• **TASK OBJECTIVE**:
Please reproduce the records below without any changes, starting at the line that contains "blurred background crowd." and ending at the line that contains "[687,434,753,537]".

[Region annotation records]
····················
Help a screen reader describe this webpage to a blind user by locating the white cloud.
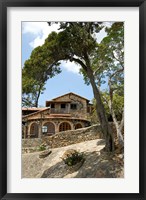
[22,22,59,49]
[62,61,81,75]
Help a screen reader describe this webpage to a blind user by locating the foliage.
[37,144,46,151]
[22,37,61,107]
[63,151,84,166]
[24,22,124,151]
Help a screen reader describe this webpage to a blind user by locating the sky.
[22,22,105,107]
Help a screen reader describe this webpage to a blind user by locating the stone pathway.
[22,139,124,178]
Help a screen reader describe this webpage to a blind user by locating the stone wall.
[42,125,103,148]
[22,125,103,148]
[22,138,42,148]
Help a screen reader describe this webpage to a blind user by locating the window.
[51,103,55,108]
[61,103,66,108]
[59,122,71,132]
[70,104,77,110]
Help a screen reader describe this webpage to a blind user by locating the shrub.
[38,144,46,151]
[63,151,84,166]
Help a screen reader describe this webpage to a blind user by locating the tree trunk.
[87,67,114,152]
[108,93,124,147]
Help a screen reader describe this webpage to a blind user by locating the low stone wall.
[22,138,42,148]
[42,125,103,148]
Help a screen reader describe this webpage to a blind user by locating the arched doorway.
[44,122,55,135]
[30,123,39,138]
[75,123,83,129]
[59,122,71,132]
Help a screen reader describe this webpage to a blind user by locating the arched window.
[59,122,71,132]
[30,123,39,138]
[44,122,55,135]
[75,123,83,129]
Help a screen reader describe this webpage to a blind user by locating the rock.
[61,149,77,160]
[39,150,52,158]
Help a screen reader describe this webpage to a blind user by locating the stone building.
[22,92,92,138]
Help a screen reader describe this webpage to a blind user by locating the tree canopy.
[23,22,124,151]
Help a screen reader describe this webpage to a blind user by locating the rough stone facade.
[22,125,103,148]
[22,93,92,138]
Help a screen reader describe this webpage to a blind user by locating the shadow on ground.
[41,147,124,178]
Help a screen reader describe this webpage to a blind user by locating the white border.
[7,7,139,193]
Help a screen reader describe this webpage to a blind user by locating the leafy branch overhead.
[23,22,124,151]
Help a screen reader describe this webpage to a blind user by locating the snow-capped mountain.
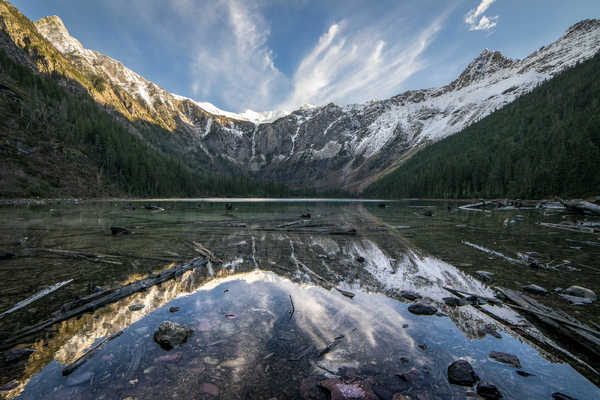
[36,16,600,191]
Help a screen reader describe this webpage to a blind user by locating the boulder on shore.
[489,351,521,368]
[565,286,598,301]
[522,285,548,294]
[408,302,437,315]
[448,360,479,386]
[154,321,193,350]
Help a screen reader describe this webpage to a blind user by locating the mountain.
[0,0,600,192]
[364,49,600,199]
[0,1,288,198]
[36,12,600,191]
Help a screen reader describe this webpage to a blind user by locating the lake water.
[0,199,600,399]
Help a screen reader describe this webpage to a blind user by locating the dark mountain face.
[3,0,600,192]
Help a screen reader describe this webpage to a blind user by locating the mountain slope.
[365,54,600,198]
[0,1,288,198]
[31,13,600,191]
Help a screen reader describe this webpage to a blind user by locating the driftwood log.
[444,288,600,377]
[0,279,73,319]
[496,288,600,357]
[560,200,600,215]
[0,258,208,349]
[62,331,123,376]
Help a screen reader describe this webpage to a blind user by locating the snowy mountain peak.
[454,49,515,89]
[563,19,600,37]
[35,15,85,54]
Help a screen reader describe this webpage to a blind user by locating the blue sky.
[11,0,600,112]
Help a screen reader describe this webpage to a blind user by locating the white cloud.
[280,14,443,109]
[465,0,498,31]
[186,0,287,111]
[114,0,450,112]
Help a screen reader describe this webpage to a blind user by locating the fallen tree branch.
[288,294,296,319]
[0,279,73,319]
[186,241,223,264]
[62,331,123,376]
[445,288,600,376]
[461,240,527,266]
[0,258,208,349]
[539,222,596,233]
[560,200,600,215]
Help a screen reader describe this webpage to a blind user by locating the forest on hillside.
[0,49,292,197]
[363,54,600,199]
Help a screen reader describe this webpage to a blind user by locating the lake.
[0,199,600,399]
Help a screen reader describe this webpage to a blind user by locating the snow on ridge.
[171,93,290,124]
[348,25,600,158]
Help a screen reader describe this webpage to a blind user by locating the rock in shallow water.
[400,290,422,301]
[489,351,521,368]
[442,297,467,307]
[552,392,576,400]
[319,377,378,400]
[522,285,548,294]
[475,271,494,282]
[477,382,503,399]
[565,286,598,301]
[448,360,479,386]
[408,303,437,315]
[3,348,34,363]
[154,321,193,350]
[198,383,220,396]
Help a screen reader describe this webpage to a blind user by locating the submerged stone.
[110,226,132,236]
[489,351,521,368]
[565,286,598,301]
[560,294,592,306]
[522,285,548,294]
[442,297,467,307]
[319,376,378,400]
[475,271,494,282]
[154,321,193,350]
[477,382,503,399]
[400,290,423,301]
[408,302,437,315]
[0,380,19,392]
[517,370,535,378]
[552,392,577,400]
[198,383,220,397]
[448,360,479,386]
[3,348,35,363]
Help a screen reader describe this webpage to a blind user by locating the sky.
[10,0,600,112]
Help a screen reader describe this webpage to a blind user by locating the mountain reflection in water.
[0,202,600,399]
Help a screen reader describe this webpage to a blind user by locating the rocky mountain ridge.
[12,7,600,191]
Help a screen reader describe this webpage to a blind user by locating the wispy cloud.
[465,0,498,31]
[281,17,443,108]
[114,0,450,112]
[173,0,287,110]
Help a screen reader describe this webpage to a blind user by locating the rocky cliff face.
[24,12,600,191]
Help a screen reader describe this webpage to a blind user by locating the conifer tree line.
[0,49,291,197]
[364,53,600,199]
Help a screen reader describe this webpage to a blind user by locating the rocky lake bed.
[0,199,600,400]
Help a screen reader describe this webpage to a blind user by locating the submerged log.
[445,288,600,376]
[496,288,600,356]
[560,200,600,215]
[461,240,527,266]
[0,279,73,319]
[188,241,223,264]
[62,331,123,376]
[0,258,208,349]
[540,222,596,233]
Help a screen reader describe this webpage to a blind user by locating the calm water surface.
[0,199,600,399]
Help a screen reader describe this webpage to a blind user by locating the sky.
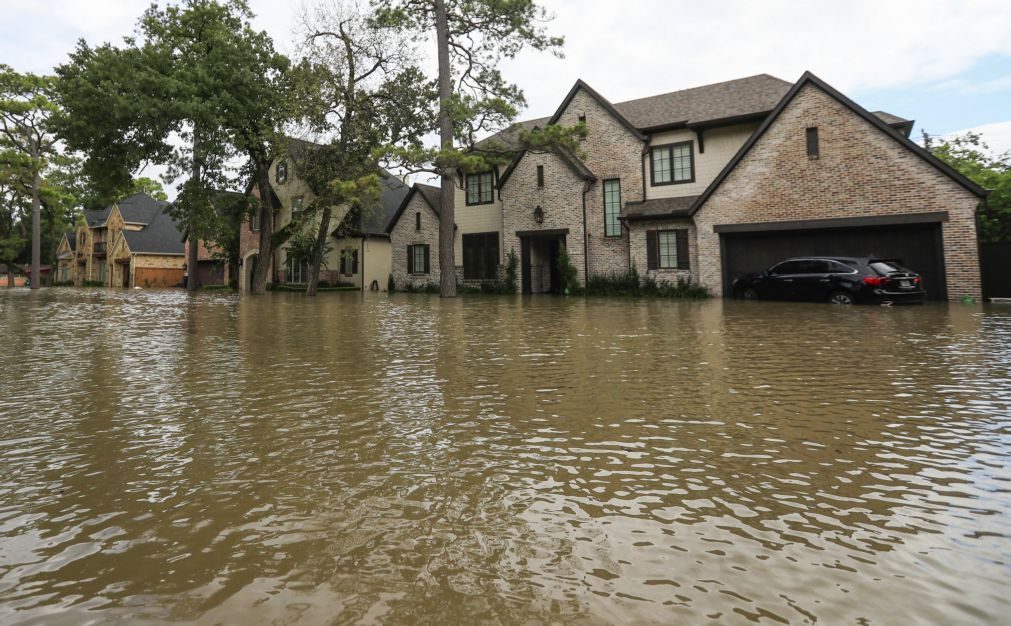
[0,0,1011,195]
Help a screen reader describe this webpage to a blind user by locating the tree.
····················
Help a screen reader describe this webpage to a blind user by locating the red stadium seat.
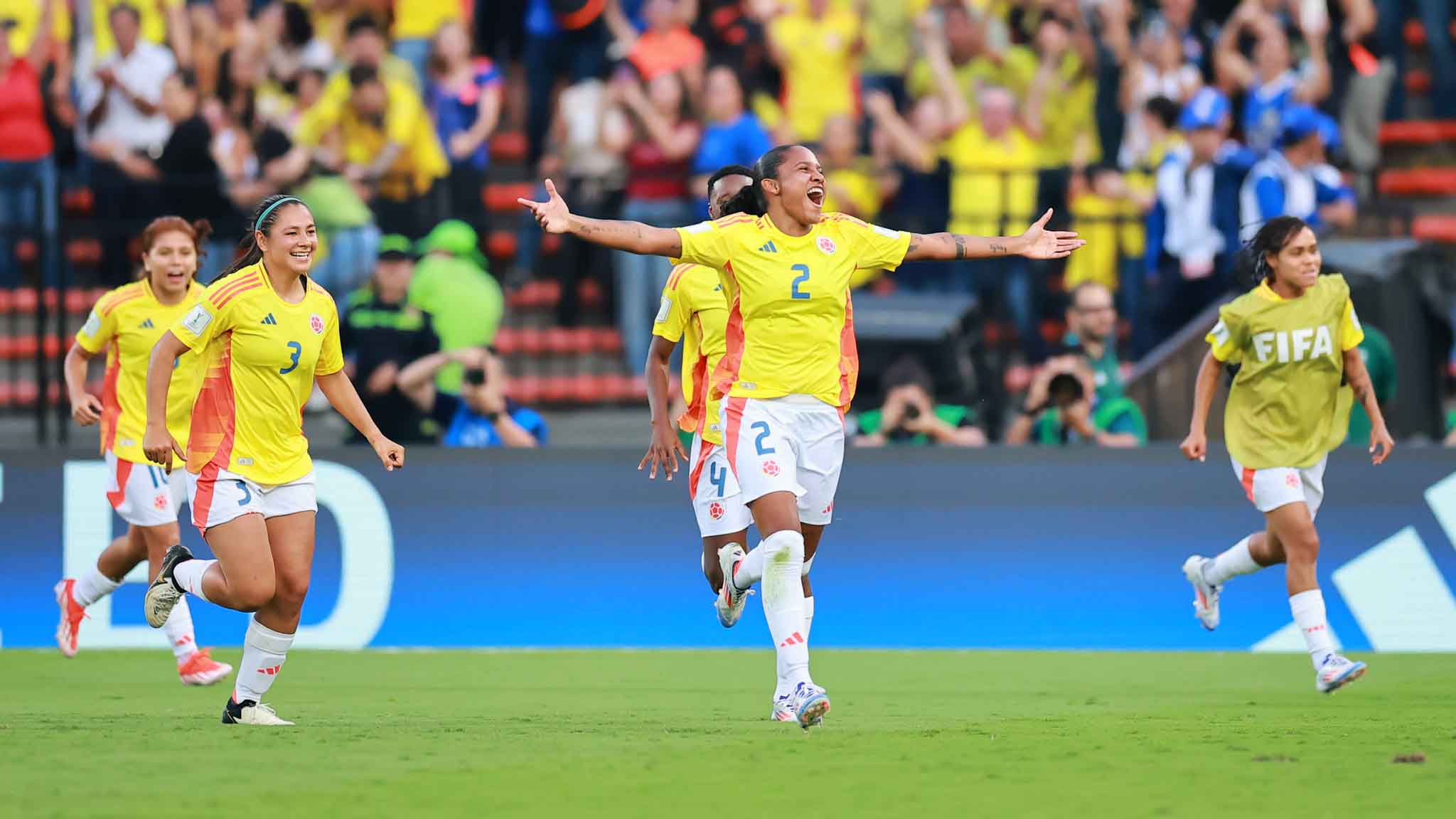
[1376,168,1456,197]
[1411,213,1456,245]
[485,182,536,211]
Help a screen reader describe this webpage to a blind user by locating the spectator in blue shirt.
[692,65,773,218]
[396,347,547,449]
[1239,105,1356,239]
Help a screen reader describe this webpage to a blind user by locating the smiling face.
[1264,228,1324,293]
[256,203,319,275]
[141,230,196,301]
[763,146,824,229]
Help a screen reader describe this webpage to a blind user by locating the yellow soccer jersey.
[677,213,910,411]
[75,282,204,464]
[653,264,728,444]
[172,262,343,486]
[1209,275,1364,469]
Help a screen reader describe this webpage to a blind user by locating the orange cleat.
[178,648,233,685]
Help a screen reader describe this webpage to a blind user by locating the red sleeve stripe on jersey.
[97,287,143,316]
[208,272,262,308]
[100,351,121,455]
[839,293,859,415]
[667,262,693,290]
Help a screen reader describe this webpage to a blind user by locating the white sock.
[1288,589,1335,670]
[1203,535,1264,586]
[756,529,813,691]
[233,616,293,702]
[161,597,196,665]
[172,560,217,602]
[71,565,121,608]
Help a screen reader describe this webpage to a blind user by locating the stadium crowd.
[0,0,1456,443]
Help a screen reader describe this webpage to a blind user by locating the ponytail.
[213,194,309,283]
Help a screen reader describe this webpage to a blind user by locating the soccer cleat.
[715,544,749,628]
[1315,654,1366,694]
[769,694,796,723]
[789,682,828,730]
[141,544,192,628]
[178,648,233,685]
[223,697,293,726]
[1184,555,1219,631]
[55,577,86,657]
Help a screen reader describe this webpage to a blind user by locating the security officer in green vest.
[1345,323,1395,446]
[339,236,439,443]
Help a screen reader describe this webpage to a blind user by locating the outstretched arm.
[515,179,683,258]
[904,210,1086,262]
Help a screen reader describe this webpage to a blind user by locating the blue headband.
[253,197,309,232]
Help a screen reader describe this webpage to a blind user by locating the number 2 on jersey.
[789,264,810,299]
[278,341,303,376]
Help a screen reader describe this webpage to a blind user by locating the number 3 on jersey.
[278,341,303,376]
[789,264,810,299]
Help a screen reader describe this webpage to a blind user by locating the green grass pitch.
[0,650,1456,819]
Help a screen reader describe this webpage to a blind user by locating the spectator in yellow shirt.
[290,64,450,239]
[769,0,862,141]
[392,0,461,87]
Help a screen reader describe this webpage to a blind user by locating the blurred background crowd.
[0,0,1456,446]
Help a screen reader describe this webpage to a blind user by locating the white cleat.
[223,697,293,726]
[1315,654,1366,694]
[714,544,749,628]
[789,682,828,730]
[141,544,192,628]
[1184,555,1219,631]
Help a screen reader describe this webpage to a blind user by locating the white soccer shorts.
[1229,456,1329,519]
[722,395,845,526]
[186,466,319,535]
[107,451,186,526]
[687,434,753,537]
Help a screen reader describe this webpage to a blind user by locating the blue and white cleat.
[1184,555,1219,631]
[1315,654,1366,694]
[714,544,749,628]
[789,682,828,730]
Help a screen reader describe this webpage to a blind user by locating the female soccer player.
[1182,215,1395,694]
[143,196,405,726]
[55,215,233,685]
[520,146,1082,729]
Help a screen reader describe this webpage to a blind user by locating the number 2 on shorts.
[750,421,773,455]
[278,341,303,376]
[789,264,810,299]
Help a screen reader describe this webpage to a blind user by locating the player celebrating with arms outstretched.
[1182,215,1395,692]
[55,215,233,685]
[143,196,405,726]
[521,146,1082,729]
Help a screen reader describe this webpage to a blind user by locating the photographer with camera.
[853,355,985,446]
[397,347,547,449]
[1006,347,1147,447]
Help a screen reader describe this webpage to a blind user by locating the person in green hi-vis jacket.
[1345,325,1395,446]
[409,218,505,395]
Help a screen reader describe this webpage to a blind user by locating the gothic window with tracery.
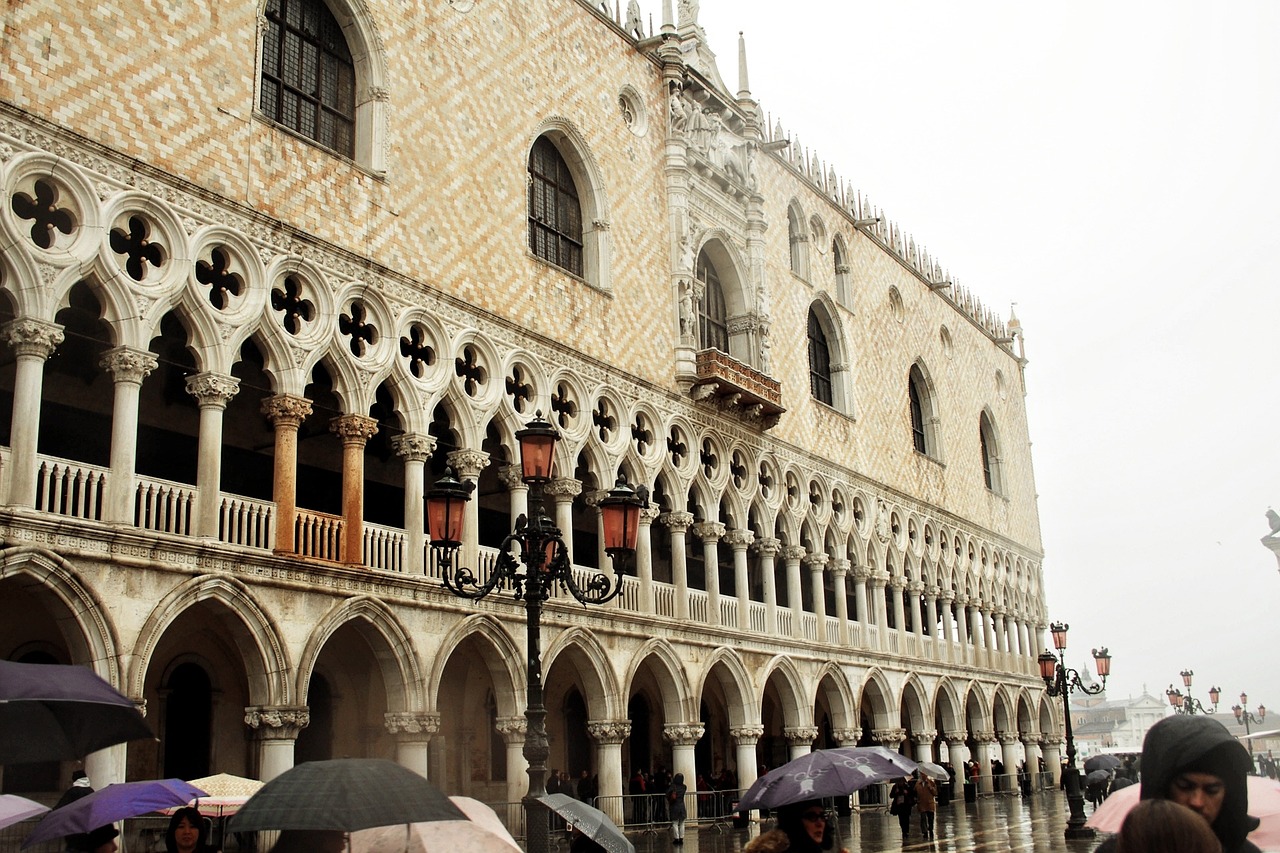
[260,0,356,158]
····················
• **THE RESULT**:
Help a screen reader describe this webpage to a blind user by locating the blurred background crowd.
[0,0,1456,446]
Help a screen reader describe this webpage to a blind user by locating the white cleat.
[223,697,293,726]
[1315,654,1366,694]
[714,544,749,628]
[789,682,828,730]
[141,544,192,628]
[1184,555,1219,631]
Help a screen reader describe this webpage to a blind user by locating the white soccer shorts.
[1229,456,1329,519]
[722,395,845,526]
[186,466,319,535]
[107,451,186,526]
[687,434,753,537]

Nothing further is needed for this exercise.